▶ Task brief:
Reproduce the rows from the line holding "snout in the photo above." through the last of the rows, both ends included, copying each line unchanged. Leave the pictures out.

┌──

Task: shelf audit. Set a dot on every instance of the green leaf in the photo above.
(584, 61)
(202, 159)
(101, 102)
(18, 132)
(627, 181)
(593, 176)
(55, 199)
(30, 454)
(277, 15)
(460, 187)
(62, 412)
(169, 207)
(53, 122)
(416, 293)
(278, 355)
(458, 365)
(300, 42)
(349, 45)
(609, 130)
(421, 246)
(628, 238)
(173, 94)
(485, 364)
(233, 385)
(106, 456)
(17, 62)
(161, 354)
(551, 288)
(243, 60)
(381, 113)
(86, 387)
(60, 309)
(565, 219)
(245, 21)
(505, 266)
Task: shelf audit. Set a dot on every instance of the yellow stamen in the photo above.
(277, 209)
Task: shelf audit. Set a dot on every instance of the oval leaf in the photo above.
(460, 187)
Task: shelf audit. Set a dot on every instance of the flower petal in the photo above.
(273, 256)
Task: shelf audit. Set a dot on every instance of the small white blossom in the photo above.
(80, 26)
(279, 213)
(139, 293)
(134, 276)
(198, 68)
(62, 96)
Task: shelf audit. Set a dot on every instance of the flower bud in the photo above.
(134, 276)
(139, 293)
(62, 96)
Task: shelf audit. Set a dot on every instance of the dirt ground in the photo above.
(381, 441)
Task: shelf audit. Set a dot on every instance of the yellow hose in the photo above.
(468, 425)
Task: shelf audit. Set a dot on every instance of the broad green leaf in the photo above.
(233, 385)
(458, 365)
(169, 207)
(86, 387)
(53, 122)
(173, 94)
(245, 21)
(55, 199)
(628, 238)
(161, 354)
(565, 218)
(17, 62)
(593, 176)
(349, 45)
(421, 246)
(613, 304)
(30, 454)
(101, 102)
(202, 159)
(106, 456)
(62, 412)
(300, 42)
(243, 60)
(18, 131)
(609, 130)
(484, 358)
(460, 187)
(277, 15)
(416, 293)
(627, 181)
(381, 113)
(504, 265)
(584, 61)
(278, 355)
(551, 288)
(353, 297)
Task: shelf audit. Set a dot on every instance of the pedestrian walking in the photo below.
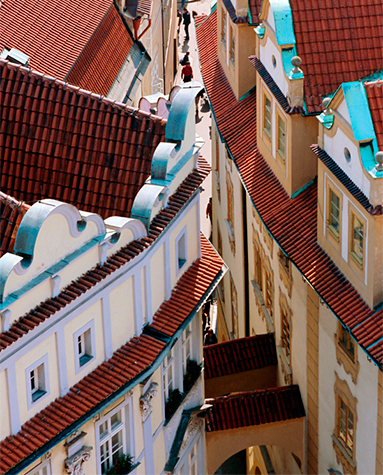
(186, 17)
(187, 72)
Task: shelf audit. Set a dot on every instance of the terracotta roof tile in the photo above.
(344, 37)
(11, 214)
(292, 222)
(254, 408)
(374, 92)
(136, 356)
(345, 180)
(66, 145)
(44, 310)
(83, 42)
(242, 354)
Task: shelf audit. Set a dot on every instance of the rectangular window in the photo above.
(84, 345)
(267, 116)
(112, 433)
(286, 334)
(257, 266)
(269, 292)
(357, 237)
(181, 249)
(346, 342)
(168, 374)
(234, 308)
(232, 46)
(345, 426)
(281, 139)
(223, 29)
(37, 380)
(186, 347)
(334, 214)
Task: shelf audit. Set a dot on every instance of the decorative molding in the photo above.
(195, 425)
(343, 358)
(73, 464)
(146, 399)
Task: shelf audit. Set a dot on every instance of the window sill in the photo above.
(285, 365)
(342, 455)
(265, 312)
(38, 394)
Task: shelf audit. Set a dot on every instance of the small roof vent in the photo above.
(16, 56)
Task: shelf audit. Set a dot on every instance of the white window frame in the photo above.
(38, 470)
(126, 426)
(166, 365)
(181, 254)
(40, 370)
(91, 343)
(187, 341)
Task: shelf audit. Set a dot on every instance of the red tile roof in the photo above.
(254, 408)
(11, 214)
(255, 8)
(91, 278)
(64, 38)
(71, 145)
(346, 181)
(292, 222)
(116, 374)
(374, 92)
(338, 42)
(242, 354)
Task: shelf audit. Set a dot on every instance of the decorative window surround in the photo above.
(114, 435)
(181, 249)
(84, 346)
(343, 393)
(285, 366)
(37, 380)
(350, 364)
(262, 310)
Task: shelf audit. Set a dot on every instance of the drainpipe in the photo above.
(163, 44)
(245, 263)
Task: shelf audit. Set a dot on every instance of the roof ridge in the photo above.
(86, 281)
(78, 90)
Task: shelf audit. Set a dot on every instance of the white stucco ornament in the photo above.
(146, 399)
(73, 464)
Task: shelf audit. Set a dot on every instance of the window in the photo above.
(286, 334)
(223, 29)
(113, 437)
(267, 116)
(257, 266)
(334, 214)
(168, 374)
(346, 342)
(186, 347)
(345, 426)
(357, 236)
(269, 292)
(234, 308)
(193, 460)
(281, 139)
(44, 468)
(181, 249)
(232, 46)
(84, 345)
(37, 380)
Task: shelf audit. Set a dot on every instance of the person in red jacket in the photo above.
(187, 72)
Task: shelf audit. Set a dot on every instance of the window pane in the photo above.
(103, 429)
(116, 420)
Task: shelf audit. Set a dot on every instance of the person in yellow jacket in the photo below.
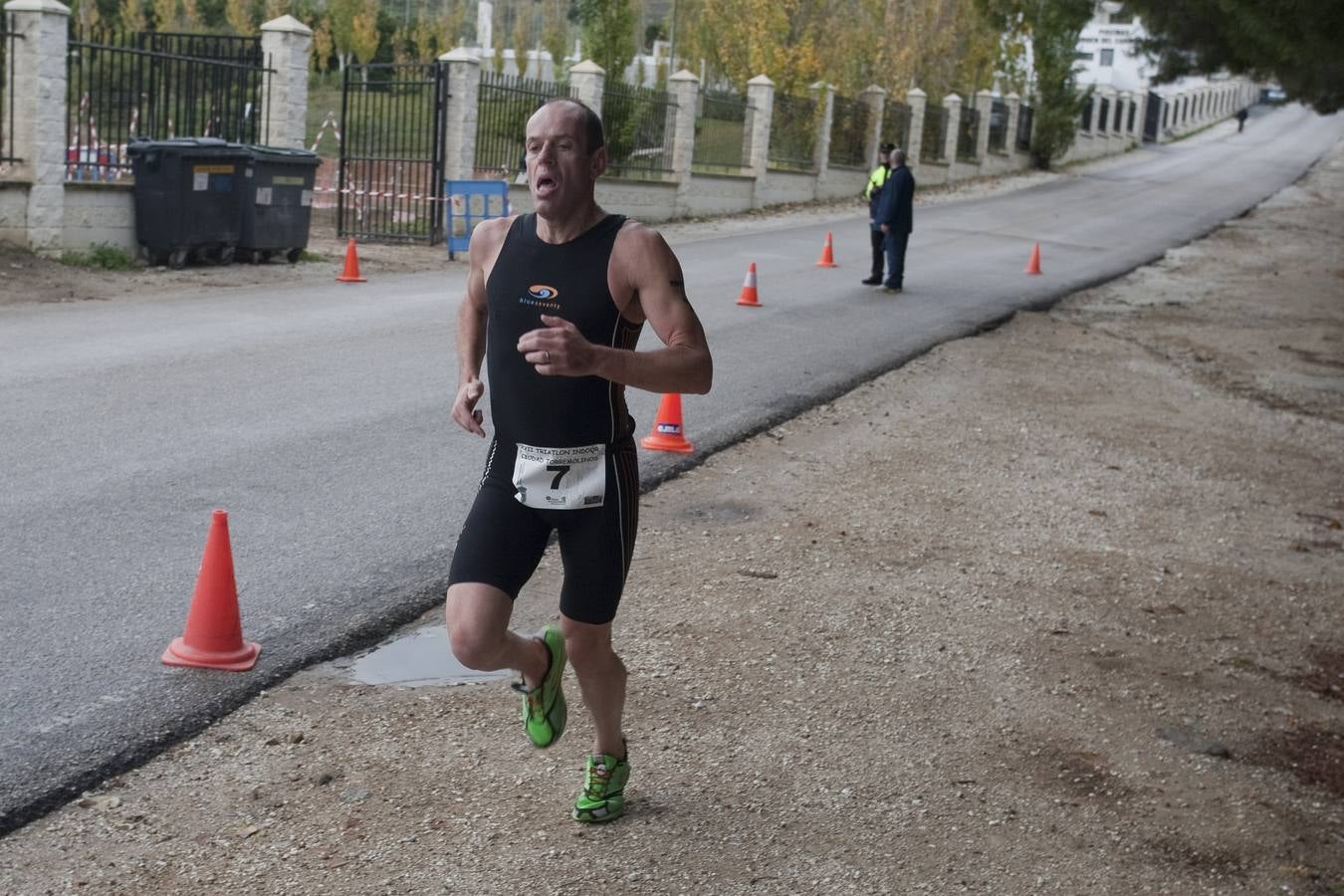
(872, 192)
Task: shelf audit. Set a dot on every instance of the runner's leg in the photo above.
(602, 679)
(477, 629)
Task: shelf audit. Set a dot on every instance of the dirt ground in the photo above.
(1050, 610)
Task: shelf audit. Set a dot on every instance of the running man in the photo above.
(556, 301)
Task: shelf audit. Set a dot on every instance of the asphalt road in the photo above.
(319, 419)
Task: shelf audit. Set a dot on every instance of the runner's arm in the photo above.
(644, 268)
(471, 327)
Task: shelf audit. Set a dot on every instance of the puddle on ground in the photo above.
(415, 660)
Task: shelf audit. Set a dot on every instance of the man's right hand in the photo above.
(464, 408)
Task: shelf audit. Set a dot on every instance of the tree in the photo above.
(607, 30)
(1294, 42)
(340, 20)
(322, 50)
(165, 15)
(242, 16)
(741, 39)
(130, 14)
(523, 31)
(364, 37)
(556, 37)
(1054, 27)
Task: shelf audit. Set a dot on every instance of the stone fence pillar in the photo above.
(760, 115)
(952, 103)
(1010, 125)
(587, 78)
(918, 103)
(284, 104)
(986, 107)
(464, 88)
(825, 99)
(875, 101)
(39, 115)
(686, 91)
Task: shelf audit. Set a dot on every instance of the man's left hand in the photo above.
(558, 348)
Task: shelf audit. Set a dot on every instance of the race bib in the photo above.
(560, 479)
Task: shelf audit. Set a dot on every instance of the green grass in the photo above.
(101, 256)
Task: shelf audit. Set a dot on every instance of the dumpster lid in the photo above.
(284, 153)
(185, 145)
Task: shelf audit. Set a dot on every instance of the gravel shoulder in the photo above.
(1055, 608)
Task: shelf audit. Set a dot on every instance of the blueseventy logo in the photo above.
(541, 296)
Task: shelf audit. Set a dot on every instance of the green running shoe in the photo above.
(544, 707)
(603, 788)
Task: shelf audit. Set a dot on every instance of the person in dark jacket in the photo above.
(872, 192)
(895, 219)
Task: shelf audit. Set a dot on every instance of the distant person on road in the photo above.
(554, 305)
(895, 219)
(872, 192)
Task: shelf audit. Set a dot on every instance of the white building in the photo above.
(1108, 55)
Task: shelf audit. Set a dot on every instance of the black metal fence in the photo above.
(640, 123)
(721, 138)
(895, 125)
(1023, 135)
(504, 105)
(7, 39)
(851, 122)
(934, 133)
(968, 131)
(998, 126)
(390, 181)
(793, 133)
(138, 84)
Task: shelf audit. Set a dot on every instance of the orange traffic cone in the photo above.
(351, 273)
(1033, 265)
(667, 427)
(826, 258)
(214, 637)
(749, 296)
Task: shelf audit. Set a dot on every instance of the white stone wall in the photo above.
(786, 187)
(100, 214)
(14, 214)
(285, 43)
(932, 173)
(719, 193)
(841, 183)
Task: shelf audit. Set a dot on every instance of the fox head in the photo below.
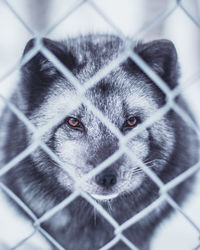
(84, 131)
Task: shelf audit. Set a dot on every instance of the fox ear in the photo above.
(161, 56)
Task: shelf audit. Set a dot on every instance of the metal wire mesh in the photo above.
(81, 89)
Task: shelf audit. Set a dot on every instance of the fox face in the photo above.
(126, 98)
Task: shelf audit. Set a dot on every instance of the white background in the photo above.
(130, 16)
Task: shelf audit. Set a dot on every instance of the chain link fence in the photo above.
(81, 89)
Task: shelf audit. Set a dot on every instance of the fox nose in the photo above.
(107, 178)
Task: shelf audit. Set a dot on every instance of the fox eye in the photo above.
(74, 123)
(131, 122)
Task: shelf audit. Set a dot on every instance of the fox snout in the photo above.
(106, 178)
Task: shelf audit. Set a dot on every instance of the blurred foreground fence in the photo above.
(170, 94)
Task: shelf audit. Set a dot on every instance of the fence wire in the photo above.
(123, 149)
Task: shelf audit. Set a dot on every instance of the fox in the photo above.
(81, 140)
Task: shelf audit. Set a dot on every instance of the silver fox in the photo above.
(126, 97)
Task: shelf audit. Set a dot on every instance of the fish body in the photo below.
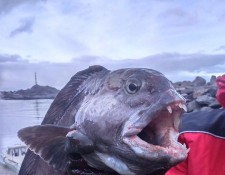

└──

▶ Task result:
Task: shelf audit. Set a dot on every instance of the fox snout in the photo above.
(106, 178)
Task: shelf audit. Set a dot on every instance of the blurred foreground fence in the photo above.
(170, 94)
Task: shelf audit. Set a dot on every instance of the fence wire in the photo above.
(123, 149)
Task: shelf audit. Set a dot on every instance of the fox in the photo above.
(81, 140)
Task: shelf audit. Set a dot on every instance of the silver fox in the photo above.
(126, 97)
Task: shelf audit. Set a dot on every instance of the fish body in the photo below.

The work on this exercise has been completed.